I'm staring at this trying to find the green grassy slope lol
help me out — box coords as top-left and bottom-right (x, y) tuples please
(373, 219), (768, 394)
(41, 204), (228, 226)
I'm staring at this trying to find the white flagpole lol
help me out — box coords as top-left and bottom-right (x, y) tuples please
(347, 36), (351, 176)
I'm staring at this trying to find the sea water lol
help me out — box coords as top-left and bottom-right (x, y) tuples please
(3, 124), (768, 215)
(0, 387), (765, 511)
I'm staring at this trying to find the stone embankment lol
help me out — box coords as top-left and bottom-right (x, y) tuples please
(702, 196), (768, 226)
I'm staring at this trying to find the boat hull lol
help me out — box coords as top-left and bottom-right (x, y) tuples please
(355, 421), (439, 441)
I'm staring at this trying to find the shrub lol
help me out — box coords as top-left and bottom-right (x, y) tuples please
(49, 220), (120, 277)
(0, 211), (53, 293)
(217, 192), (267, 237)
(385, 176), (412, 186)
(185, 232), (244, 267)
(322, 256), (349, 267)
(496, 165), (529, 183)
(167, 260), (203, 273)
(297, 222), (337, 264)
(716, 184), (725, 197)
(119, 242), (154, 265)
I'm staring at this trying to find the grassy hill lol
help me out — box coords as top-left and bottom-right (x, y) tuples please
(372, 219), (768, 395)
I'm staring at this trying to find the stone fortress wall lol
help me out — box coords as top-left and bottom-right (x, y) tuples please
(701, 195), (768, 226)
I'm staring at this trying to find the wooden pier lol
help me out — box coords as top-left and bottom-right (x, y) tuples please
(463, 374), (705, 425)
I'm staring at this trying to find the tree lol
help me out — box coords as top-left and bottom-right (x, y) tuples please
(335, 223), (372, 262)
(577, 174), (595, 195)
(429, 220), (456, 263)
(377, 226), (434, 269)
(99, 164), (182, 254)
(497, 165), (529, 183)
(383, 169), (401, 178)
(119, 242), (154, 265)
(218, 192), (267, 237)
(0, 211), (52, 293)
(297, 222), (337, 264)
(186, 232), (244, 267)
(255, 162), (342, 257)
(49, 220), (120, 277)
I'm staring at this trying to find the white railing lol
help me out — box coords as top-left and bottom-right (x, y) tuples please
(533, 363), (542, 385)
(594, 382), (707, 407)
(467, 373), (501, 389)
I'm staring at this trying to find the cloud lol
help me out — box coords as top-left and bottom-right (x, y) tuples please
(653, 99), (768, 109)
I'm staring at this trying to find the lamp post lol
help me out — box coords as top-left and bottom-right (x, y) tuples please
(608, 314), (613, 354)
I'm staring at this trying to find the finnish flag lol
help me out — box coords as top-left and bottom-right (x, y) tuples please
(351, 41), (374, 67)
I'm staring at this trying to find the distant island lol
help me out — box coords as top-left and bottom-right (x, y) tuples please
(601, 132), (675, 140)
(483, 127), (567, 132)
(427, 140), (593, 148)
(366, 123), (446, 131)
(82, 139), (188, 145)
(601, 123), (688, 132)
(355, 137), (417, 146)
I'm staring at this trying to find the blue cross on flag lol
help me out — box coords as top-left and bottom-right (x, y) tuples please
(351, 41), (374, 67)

────────────────

▶ Task details:
Copy, from the data above, every line where the word "grassy" appears.

▶ Answer to this task:
I'm staring at this trying to find the green grassy slope lol
I'm staring at this trying to find the grassy hill lol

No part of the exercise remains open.